**EXERCISE REQUIREMENTS**
Nothing but the listing below, retyped exactly, should appear in the answer.

**WORKING DATA**
* * *
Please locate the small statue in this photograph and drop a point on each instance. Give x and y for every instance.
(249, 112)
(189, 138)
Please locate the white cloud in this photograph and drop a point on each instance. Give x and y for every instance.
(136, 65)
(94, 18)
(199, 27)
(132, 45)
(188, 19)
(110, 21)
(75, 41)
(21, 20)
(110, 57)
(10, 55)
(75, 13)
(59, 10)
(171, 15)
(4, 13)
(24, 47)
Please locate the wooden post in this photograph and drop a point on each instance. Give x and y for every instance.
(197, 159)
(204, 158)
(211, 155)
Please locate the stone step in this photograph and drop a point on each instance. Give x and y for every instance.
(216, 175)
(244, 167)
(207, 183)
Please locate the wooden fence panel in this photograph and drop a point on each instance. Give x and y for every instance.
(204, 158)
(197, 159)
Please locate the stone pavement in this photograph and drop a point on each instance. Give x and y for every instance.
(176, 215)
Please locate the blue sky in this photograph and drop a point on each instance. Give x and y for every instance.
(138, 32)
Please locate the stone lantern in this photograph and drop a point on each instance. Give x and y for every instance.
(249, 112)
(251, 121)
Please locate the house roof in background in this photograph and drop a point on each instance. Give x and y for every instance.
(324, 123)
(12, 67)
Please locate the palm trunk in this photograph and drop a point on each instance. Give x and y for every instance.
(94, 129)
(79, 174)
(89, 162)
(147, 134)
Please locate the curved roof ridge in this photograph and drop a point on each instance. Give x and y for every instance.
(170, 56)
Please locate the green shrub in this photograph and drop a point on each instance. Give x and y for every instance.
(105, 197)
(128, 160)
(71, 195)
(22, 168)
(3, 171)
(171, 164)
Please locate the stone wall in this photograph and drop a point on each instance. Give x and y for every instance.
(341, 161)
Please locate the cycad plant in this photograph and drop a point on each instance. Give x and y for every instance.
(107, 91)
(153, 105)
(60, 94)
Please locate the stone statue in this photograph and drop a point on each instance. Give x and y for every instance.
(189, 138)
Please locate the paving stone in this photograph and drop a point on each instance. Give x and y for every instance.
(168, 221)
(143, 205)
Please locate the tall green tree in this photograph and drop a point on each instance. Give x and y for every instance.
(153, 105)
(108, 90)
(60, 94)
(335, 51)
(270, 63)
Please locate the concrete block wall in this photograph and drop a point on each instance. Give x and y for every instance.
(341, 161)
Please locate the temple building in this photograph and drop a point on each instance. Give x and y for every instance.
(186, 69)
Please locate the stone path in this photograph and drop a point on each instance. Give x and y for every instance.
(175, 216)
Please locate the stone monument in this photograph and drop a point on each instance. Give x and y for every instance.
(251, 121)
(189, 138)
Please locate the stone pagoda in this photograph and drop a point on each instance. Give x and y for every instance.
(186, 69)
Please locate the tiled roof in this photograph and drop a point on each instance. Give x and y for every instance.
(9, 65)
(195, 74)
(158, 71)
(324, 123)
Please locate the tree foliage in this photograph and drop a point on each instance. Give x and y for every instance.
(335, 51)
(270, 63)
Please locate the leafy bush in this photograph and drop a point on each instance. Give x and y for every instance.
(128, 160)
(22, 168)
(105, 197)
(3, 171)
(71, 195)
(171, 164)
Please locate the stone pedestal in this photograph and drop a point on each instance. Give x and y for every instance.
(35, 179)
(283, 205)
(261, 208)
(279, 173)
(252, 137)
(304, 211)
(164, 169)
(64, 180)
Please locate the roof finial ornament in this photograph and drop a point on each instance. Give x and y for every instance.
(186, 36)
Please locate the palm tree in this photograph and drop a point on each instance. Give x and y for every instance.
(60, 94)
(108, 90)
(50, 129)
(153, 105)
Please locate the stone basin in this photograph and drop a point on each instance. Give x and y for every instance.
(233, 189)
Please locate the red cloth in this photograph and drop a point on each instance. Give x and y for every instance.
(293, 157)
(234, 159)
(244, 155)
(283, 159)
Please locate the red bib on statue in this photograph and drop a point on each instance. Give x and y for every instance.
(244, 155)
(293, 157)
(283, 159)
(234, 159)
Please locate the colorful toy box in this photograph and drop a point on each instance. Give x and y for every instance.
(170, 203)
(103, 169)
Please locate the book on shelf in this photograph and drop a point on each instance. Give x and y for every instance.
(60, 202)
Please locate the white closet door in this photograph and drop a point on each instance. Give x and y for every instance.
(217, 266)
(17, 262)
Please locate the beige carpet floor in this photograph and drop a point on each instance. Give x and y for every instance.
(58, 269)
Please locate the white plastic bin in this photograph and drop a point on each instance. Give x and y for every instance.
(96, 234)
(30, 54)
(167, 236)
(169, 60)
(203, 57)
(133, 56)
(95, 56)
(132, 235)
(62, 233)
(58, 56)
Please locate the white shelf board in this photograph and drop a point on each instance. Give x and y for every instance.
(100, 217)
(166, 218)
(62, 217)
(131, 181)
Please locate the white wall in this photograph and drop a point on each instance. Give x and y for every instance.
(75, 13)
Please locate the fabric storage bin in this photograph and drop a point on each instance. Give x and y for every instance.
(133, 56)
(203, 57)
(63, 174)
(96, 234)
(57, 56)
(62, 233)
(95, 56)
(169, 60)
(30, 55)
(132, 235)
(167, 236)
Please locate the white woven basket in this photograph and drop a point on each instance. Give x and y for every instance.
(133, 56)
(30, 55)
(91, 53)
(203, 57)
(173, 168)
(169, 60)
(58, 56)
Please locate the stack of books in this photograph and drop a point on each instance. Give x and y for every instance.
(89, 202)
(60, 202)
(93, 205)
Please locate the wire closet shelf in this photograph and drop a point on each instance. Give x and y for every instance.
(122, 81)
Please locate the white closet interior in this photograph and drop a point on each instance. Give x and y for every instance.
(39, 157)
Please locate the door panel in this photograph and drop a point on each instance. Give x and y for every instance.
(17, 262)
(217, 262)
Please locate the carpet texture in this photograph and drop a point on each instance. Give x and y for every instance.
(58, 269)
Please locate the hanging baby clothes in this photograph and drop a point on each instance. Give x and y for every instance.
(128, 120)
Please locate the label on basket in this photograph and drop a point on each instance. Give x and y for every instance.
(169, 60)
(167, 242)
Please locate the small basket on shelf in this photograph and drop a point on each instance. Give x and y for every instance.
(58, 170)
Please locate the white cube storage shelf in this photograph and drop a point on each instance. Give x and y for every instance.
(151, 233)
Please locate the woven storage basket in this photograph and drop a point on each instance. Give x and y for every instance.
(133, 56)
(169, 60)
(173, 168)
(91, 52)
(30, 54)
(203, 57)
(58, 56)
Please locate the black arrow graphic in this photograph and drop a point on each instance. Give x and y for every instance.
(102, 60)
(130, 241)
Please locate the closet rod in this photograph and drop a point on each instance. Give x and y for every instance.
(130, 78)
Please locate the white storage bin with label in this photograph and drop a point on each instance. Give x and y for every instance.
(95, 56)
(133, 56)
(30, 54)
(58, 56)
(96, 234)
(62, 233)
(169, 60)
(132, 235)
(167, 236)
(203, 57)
* * *
**EXPECTED OUTPUT**
Please locate the small statue in this photograph and drop a point on each instance. Give x and y for every instance.
(249, 112)
(189, 138)
Please locate the white cloud in this photograph and drop a point on each instance. Give x and y for every instance.
(136, 65)
(94, 18)
(199, 27)
(132, 45)
(188, 19)
(110, 21)
(75, 41)
(21, 20)
(110, 57)
(10, 55)
(75, 13)
(59, 10)
(171, 15)
(4, 13)
(24, 47)
Please locate the wooden post in this photograph and drop a point on each instance. Give x and y for every instance.
(197, 159)
(204, 158)
(211, 155)
Please locate the stone step in this photograph and drop a point on each instance. Give x and y for every instance.
(216, 175)
(244, 167)
(207, 183)
Please locate the wooden fence panel in this photograph and drop a point on each instance. Give x and y for every instance.
(204, 158)
(197, 159)
Please locate the stone pavement in this photograph and drop a point on each instance. Give x and y for every instance.
(176, 215)
Please locate the blue sky in this photograph and drop a point on each instance. Give x and y for every instance.
(138, 32)
Please locate the stone lantern in this photograph and drop a point on each instance. Give x and y for every instance.
(249, 112)
(251, 121)
Please locate the house roof in background in this photograph and drop a point on each instance. Give x and y for every instance.
(324, 123)
(12, 67)
Please locate the palm trunk in this photograph and drop a point on each instance. Give x and y for every instance.
(94, 129)
(79, 174)
(89, 162)
(147, 134)
Please locate the curved roof ridge in this photograph and drop a point on each instance. Give x and y for every instance.
(170, 56)
Please locate the green shrub in this photograph and drop a point on each instance. Give x and y for every instance.
(105, 197)
(128, 160)
(71, 195)
(22, 168)
(3, 171)
(171, 164)
Please locate the stone wall in this photograph and drop a point on each instance. Give x and y for every instance.
(341, 161)
Please locate the cycad plant in this photograph and drop a point on each instance. Give x and y for every instance.
(107, 91)
(153, 105)
(60, 94)
Please locate the stone statue in this photograph and drop a point on each instance. Give x and y for every instance.
(189, 138)
Please locate the paving stone in this photograph and drop a point on each instance. Give x and y for every instance.
(168, 221)
(143, 205)
Please locate the tall green tree in this photograph and drop a point on each instance. Give x and y for every instance.
(153, 105)
(108, 90)
(60, 94)
(335, 51)
(270, 63)
Please locate the concrete block wall in this photograph and drop a point on each instance. Give x and y for every instance.
(341, 161)
Please locate the temple building in this photograph and drop a point on each instance. Give x and y for every instance.
(186, 69)
Please locate the stone path in this photograph and drop a point on each instance. Give x and y for every instance.
(175, 216)
Please locate the stone monument in this photograph and drop a point on each instance. Give x and y for every instance.
(251, 121)
(189, 138)
Please locate the stone pagoda in this photograph and drop a point on each instance. Give x and y for every instance.
(186, 69)
Please locate the tiled roof in this photograph and drop a point on each instance. Give x and y for every instance.
(9, 65)
(195, 74)
(158, 71)
(324, 123)
Please locate the tree foliage in this photograph and drop a point on each instance. Give x and y for every instance.
(335, 51)
(270, 63)
Please locate the leafy bush in this photograph and drop a point on each instance. Give x and y for every instance.
(128, 160)
(22, 168)
(105, 197)
(3, 171)
(71, 195)
(171, 164)
Please locate the stone pedestal in this photograph and drop a point on each instance. Give x and y for every instance.
(35, 179)
(283, 205)
(261, 208)
(279, 173)
(252, 137)
(304, 211)
(164, 169)
(64, 180)
Please locate the roof finial ornament in this photograph and drop a point on each instance. Give x and y for every instance.
(186, 36)
Please locate the palm tree in this photograph and drop a point on each instance. Give x and y for every instance.
(60, 94)
(108, 90)
(50, 129)
(153, 105)
Please locate the stone basin in this photograph and drop a point on each instance. Give x and y for every instance.
(233, 189)
Please locate the red cloth in this photograph and drop a point on each instance. Give x and y for every instance.
(293, 157)
(234, 159)
(244, 155)
(283, 159)
Please locate the red bib on statue in this photograph and drop a point on each instance. Give x and y for every instance.
(244, 155)
(293, 157)
(283, 159)
(234, 159)
Please locate the colorful toy box in this photograph and drop a point on each instance. Give x and y for every instance.
(170, 203)
(103, 169)
Please locate the book on shelf in this photograph and drop a point on each instance. Give x and y for every instance.
(60, 202)
Please locate the white closet door in this photograph and drop a point on each instance. Give x and y for every instance.
(217, 266)
(17, 262)
Please locate the beige carpet floor in this photograph and drop a point on each instance. Give x and y for every instance.
(58, 269)
Please locate the white plastic bin in this photograph and drop a point on each instance. Give x and y for every instance.
(96, 234)
(30, 54)
(167, 236)
(169, 60)
(203, 57)
(133, 56)
(95, 56)
(132, 235)
(62, 233)
(58, 56)
Please locate the white shelf board in this photograph and drop a point on each instance. Give x and y for every instance.
(100, 217)
(166, 218)
(62, 217)
(131, 181)
Please locate the white wall in this photograph and drop a point on each instance. Give x and y for every instance.
(75, 13)
Please locate the fabric storage bin in this photograph and drop a point on each instance. Give x and y for every instance.
(133, 56)
(203, 57)
(63, 174)
(96, 234)
(57, 56)
(62, 233)
(95, 56)
(169, 60)
(30, 55)
(132, 235)
(167, 236)
Please locate the white woven basket in this photograph and drop a point on each instance. Give x and y for every instance.
(133, 56)
(30, 55)
(91, 53)
(203, 57)
(173, 168)
(169, 60)
(58, 56)
Please locate the stack of books in this photograph and drop a point on each instance. Give x and y for every instance.
(89, 202)
(60, 202)
(93, 205)
Please locate the wire closet shelf in this photograph and drop a point on each instance. Give x and y for every instance.
(122, 81)
Please locate the white closet interior in this photograph and drop a point on each instance. Give x and y for every instance.
(39, 157)
Please locate the door panel in this photograph and drop a point on each instance. Give x and y for every instance.
(17, 262)
(217, 262)
Please locate the carpet texture in this photograph and drop a point on each instance. Give x and y for every instance.
(58, 269)
Please locate the hanging baby clothes in this photograph and drop a point on each instance. Give x and y for every instance.
(128, 120)
Please locate the label on basket in this photograph and drop a point on each instance. Give x and y for every instance.
(169, 60)
(167, 242)
Please locate the small basket on shelf in this photograph and drop a point on each instance. Give x and y for every instance.
(58, 170)
Please locate the white cube storage shelf in this photograph and drop a point on each instance. Give x and y for every instance.
(151, 233)
Please locate the woven storage basket in this photograph and drop a point on each instance. Give x and y for every instance.
(133, 56)
(169, 60)
(173, 168)
(91, 52)
(30, 54)
(203, 57)
(58, 56)
Please locate the black arrow graphic in this photograph and drop a point on each instance. Give x and y for every instance.
(102, 60)
(130, 241)
Please locate the closet rod in this photograph and drop a point on each instance. Give x and y for every instance.
(130, 78)
Please locate the white storage bin with label in this photograph and drop a point on each instance. Give x and y for every instance.
(95, 56)
(133, 56)
(30, 54)
(58, 56)
(96, 234)
(62, 233)
(169, 60)
(132, 235)
(167, 236)
(203, 57)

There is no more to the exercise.